● READING PASSAGE
If we really believe that the message of Jesus Christ has the power to transform our lives and the world, then it makes perfect sense to me to apply these teachings to how we parent and discipline. I'm no theologian, but my understanding of Jesus' core message is that of radical love and mercy and compassion and freedom, a message that has subversively transformative powers. The kingdom of God turns our world upside down, and it should turn our parenting world upside down as well, if it hasn't already.

● TO DO
A - Answer these questions about the passage on parenting and the message of Jesus:
(i) What does the writer say they are not?
(ii) Which qualities does the writer list as making up the core message of Jesus?
(iii) What does the writer say the kingdom of God does to our world?
B - Carry on the passage on parenting and the message of Jesus, picking up right after its final sentence.
The data after this passage is separate material and has no connection to it.

● DATASET EXCERPTS
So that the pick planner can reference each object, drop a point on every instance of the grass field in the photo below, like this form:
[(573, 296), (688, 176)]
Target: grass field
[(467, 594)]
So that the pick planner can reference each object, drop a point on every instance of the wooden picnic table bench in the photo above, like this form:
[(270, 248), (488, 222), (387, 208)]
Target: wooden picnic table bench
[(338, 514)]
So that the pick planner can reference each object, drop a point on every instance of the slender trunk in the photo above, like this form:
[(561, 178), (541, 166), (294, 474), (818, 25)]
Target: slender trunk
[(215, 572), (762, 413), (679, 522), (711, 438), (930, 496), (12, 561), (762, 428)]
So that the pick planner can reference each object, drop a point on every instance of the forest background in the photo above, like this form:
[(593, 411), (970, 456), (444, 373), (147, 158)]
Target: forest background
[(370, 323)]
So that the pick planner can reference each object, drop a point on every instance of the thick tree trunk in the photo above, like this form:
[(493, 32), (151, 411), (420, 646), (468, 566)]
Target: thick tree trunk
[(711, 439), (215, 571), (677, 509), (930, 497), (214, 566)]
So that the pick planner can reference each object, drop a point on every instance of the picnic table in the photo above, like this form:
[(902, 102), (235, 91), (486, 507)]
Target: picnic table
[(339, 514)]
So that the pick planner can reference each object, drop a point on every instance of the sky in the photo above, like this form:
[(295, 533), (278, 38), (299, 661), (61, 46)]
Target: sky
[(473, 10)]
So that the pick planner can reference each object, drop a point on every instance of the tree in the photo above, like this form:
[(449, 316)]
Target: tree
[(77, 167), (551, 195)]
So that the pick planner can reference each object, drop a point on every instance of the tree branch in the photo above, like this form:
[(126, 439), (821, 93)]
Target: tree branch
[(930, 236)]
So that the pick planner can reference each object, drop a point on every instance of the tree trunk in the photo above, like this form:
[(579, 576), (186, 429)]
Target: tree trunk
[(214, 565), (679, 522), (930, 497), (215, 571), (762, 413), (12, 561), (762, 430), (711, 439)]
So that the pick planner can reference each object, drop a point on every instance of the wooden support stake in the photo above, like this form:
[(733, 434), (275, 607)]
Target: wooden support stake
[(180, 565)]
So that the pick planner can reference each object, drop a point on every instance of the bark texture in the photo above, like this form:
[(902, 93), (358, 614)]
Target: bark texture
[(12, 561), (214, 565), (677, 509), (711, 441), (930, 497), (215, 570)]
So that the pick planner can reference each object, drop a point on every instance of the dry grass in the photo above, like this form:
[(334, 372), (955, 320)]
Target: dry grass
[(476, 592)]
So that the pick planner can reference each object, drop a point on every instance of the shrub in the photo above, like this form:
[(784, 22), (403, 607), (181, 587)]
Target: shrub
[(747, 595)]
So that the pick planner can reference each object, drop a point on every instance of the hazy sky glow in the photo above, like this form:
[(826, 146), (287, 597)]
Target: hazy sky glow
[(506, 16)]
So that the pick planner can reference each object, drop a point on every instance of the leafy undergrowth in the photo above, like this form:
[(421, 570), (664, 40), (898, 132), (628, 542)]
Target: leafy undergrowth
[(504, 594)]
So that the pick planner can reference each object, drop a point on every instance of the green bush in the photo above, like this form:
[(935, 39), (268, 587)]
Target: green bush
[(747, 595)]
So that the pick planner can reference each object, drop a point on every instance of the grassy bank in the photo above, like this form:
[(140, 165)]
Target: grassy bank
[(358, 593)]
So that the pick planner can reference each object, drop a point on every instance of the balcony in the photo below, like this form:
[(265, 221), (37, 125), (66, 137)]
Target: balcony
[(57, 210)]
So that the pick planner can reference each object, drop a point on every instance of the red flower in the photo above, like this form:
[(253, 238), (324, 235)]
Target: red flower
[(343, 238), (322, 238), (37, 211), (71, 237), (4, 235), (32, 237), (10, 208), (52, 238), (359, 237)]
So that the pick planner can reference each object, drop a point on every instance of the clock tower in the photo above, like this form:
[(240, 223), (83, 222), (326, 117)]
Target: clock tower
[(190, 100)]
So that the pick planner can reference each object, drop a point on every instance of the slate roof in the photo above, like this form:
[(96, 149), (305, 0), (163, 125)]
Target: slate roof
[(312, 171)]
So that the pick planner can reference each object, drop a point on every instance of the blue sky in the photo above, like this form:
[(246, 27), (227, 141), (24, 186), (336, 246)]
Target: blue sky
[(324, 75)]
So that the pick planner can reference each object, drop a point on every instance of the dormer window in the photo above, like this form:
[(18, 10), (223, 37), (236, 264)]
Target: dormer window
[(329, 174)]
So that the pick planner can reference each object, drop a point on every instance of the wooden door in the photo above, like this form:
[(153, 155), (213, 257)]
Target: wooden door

● SOLVED TASKS
A -
(i) A theologian.
(ii) Radical love, mercy, compassion and freedom.
(iii) It turns our world upside down.

B -
The Jews in Jesus' day had all these laws and regulations that they had to follow to maintain their membership in the Righteous Club. The Pharisees were among the few who followed the letter of the law to the last detail, but Jesus called them white-washed tombs because their hearts did not match their outward deeds. Do we want to raise our kids to be Pharisees? Always in line and following all the rules (as long as someone's watching) to avoid punishment and to be praised for their good behavior, but inwardly devoid of love and justice and goodness and mercy and compassion? Just as Jesus didn't come to abolish the law but to call us to a deeper and higher standard*—having inward righteousness as well as outward—why should our standards for our kids be different? Why feel smug if our kids grow up to be well-behaved and well-mannered, who say "thank you" and "please" and "excuse me," who don't interrupt when a grown-up is speaking, who follow all the rules at school and home and church, never rock the boat. Will such kids be willing to befriend and stick up for the ones at school who are being bullied or ostracized for being a different color, for being gay, for being poor, for being disabled, for being clumsy, for being different in any way from the mainstream? Will such kids pass a homeless person on the street and be filled with compassion or will they not even notice or just be embarrassed?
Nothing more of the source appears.